• _EXERCISE GOAL_
Write out all the material exactly. Leave nothing out.

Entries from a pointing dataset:

******************************

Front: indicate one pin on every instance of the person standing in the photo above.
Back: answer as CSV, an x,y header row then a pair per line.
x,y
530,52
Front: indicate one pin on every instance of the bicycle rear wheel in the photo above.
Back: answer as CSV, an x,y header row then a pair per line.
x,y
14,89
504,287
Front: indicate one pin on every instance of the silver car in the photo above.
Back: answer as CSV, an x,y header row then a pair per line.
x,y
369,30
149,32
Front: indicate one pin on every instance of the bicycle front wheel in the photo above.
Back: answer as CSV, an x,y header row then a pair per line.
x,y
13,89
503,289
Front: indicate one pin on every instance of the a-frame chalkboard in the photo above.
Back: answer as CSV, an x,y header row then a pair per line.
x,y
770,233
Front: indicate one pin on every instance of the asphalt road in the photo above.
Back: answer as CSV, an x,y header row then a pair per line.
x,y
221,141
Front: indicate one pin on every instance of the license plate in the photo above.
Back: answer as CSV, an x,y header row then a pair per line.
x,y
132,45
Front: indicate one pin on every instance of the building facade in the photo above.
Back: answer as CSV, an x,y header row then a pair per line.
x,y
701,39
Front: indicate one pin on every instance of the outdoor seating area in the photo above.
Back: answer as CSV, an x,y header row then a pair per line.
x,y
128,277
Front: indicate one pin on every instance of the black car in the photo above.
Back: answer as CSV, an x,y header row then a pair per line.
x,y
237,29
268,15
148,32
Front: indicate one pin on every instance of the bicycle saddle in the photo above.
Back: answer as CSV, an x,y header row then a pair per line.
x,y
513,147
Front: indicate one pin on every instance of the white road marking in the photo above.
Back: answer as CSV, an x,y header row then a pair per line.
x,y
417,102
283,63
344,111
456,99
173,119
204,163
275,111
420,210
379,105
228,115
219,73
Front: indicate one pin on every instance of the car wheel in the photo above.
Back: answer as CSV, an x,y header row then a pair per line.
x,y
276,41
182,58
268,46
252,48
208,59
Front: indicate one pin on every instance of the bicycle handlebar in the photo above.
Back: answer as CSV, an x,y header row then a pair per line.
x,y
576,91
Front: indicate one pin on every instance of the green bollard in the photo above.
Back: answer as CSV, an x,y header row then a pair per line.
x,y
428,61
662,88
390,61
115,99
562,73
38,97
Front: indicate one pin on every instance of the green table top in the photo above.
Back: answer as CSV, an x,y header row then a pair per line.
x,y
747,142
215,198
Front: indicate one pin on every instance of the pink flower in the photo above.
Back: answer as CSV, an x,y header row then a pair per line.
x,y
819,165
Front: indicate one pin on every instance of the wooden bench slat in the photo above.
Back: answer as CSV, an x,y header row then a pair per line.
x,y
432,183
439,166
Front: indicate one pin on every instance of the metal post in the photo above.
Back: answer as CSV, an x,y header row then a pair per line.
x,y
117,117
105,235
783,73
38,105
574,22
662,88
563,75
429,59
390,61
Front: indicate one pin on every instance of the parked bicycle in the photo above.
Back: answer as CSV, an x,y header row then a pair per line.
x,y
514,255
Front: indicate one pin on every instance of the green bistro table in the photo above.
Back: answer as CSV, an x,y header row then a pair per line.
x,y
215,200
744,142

******************************

• _WRITTEN SOLUTION_
Front: indicate one pin on every instance of the person standing in the photo above.
Back: answer as CSV, an x,y header row then a pair per line.
x,y
530,52
Front: indicate one pin on every instance of the bicycle rear wheel in the photo above.
Back: answer as CSV, an x,y header row then a pair per line.
x,y
14,89
504,287
Front: indicate one pin on every instance of the silver car in the photo above.
Back: answer as CSV, an x,y header row then a pair per line.
x,y
369,30
149,32
Front: indicate one pin on every instance of the bicycle front wheel in the photo above.
Back: answer as CSV, an x,y header row then a pair per line.
x,y
13,89
503,289
Front: indicate one pin on every instance of the a-frame chalkboard in the photo above.
Back: answer as CSV, an x,y header row then a pair per line.
x,y
770,233
Front: indicate one pin on every instance of the asphalt road in the photo above.
Back: answer as CSV, an x,y header row then a pair per line.
x,y
221,141
Front: indicate one pin on every instance of the license plate in the photo above.
Back: answer as CSV, an x,y header row then a pair per line.
x,y
132,45
Front: indicate one pin on every instance of the building facade in the photo above.
Back: answer as CSV, an x,y header row then a pair per line.
x,y
701,39
Front: indicate one pin on every instance of the outdoor seating area in the photo above.
Back: answer as CSV, an x,y header row then a pair per line.
x,y
128,277
Front: indicate one pin on every instance of the black car in the photo above.
Back: answer as CSV, an x,y header row then a pair per line.
x,y
237,29
268,15
148,32
Front: indicate one pin on every instance of the bicycle saddle in the photo above.
Back: answer as CSV, an x,y header row then a pair per line.
x,y
513,147
Front: indicate one pin on every instance of the white road marking in the photo above.
Back: answer as CSV, an x,y header row then a pair per line.
x,y
417,102
283,63
344,111
456,99
173,119
204,163
275,111
420,210
379,105
228,115
219,73
Front: indicate one pin on every instance of the car wheel in the photo above.
Back: answer as CSV, an x,y header row then a pair per line.
x,y
276,41
182,58
268,46
252,48
208,59
Front: indicate one pin on every instance of the bicycle handlebar in the photo above.
Back: answer as CSV, an x,y header row then a pair per line.
x,y
576,91
Front: indicate one pin on every instance of the green bollard in the photo above.
Back: answer as CSV, an x,y header row then a pair per line.
x,y
428,61
662,88
390,61
115,99
562,73
38,97
Front: indicate one pin on every instance of the green table top in the photo above.
Back: answer as CSV, an x,y header row then a pair per line.
x,y
747,142
215,198
Front: indicate one pin on every instance of the pink flower in the photo above.
Back: answer as CSV, an x,y header row then a pair per line.
x,y
819,165
Front: indicate one pin on every instance of the wooden bench slat in the photo above.
Back: answer as CSV, an x,y header row then a pair per line.
x,y
432,183
439,166
Front: indicate one pin on every instance of the metal post in the photo above.
Back: answer as CSV, an x,y header row then a pair per line.
x,y
117,117
105,235
783,73
38,105
574,22
662,88
563,75
429,59
390,61
Front: indicate one pin on every instance of the parked bicycle in the photo above.
Back: answer as CSV, an x,y header row then a pair per line.
x,y
514,255
Front: indicate one pin on every instance of the green bistro table in the photo above.
Back: answer as CSV, an x,y header row then a pair per line.
x,y
215,200
744,142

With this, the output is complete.